The Part-1 of this blog speaks of the need of EDA and some interesting bar plots pertaining to the data set ‘countries’.Click on the link above and check it out if you haven’t already. In this section we’ll mostly be dealing with continuous variables.

To find relationship between an two continuous variables using scatter plot

Scatter plots are the best to use when we need to find the relationship between two continuous variables. Now, let’s run a few scatter plots to find the relationship between any two variables in our data frame. To begin with , run the following code to find the relationship between the following variables:

  • Infant mortality and Population.
  • GDP per capita and Population.
  • Literacy (%) and Population.
  • Net migration and GDP per capita.
  • Population and Area.

We are limiting the scale of x axis of the variables(Population,Area) as it aids better study.

style.use('seaborn')
y=countries.query('Population<6000000')    #limiting Population scale.
bx = sns.scatterplot(x='Population',              # Set x axis.
                     y="Infant_mortality_per1000",# Set y axis.
                     data=y,                      # Set DataFrame.
                     hue='Continent')             # Color by Continent

fig[8]

Let’s see if there is any relationship between infant mortality and GDP per capita but this time let’s make it visually appealing by running the following code:

import plotly.express as px
fig = px.scatter(
    data_frame=countries[countries['GDP_percapita']<20000],    
    x="GDP_percapita",               # x axis.

**Supplied records**
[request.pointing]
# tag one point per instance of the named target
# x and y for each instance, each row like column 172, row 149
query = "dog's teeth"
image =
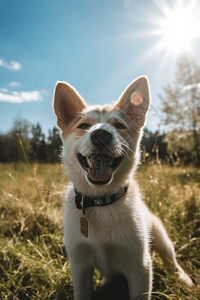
column 89, row 162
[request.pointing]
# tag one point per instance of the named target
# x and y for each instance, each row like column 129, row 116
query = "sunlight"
column 178, row 28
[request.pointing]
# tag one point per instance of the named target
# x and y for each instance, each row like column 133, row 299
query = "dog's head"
column 100, row 143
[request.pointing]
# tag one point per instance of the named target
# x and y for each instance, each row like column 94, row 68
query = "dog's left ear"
column 134, row 101
column 67, row 104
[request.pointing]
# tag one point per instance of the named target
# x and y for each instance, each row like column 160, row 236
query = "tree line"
column 26, row 140
column 181, row 119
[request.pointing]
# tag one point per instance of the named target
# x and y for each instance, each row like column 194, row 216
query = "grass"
column 33, row 262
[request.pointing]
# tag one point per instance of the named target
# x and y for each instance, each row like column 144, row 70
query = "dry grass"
column 33, row 263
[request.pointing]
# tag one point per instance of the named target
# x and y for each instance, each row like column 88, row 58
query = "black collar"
column 83, row 201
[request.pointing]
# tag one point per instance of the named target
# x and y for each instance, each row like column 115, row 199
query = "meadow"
column 33, row 262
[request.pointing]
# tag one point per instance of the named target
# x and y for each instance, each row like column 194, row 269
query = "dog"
column 107, row 225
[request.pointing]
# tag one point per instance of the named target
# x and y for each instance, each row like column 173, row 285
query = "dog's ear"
column 134, row 101
column 67, row 104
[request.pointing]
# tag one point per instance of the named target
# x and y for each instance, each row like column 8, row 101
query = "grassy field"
column 33, row 263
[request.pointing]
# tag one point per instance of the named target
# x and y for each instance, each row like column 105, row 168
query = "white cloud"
column 14, row 84
column 11, row 65
column 23, row 96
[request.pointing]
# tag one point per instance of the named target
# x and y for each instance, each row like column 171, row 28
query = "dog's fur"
column 120, row 234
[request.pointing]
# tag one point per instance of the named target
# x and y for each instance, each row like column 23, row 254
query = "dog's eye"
column 84, row 126
column 119, row 125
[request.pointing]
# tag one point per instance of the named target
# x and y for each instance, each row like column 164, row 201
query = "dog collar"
column 83, row 201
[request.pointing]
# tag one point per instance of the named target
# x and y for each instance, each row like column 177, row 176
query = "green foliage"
column 181, row 106
column 37, row 146
column 33, row 262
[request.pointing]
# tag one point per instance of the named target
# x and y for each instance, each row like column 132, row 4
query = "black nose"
column 101, row 137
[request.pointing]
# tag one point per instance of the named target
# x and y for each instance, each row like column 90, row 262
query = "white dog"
column 107, row 225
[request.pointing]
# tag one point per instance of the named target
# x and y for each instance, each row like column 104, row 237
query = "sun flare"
column 178, row 28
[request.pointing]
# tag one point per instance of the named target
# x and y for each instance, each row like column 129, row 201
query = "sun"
column 178, row 27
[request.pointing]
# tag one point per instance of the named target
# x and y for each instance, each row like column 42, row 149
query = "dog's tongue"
column 100, row 174
column 100, row 168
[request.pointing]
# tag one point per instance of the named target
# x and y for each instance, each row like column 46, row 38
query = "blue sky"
column 97, row 46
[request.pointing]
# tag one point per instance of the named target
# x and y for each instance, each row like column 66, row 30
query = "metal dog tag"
column 84, row 226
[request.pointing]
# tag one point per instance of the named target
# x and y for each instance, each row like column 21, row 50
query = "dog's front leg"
column 140, row 283
column 82, row 277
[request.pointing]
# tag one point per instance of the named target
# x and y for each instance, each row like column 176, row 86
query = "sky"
column 99, row 47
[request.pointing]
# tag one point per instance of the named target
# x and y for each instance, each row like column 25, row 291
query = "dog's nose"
column 101, row 137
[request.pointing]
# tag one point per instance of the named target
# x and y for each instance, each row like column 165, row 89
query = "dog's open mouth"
column 99, row 166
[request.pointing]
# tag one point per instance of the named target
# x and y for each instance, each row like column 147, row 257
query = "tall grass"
column 33, row 262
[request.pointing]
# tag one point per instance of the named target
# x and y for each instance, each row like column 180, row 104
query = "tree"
column 54, row 145
column 181, row 106
column 38, row 144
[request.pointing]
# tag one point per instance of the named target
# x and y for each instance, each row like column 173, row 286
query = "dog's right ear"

**Set task 1**
Identify and copy every line of the entries that contains the string "collar", treating uppercase and lowercase letters as distinct.
**Set task 2**
Write the next portion of the scatter plot tutorial, continuing directly from its final line.
The entries bear no relation to the scatter plot tutorial.

**Task answer 1**
query = "black collar"
query = "dog collar"

**Task answer 2**
    y="Infant_mortality_per1000",    # y axis.
    size="Population",               #size of each circle.
    color="Continent",             #color code based on continents.
    size_max=50,
   #Display country name as we hover the mouse pointer 
    hover_name="Country", 
)
fig.show()

fig[9]

fig[10]

Cool right? Anyways we notice an exponential decay in the above set of graphs which means that GDP per capita increases as the Infant mortality decreases.

It is much visually appealing as well since it’s easier to analyse data with this kind of scatter plots as we get information related to a particular feature (here, Country) just by hovering the mouse pointer over it.

fig = px.scatter(
    data_frame=countries[countries['Population']<80000000],#Set scale
    x="GDP_percapita",                       # Set x axis.
    y="Population",                          # Set y axis.
    size="Population",                # Size based on population.
    color="Continent",                # Color based on Continent.
    hover_name="Country",
    size_max=30
)
fig.show()

fig[11]

fig = px.scatter(
    data_frame=countries[countries['Population']<6000000],#Set scale
    x="Population",                                         # x axis
    y="Literacy (%)",                                       # y axis
    size="Population",                    # Size on population.
    color="Continent",                    # Color based on Continent.
    hover_name="Country",
    size_max=30
)
fig.show()

fig[12]

fig = px.scatter(
    data_frame=countries[countries['GDP_percapita']<30000],#Set scale.
    x="GDP_percapita",                   # x axis.
    y="Net migration",                   # y axis.
    size="GDP_percapita",                # Size on GDP_percapita.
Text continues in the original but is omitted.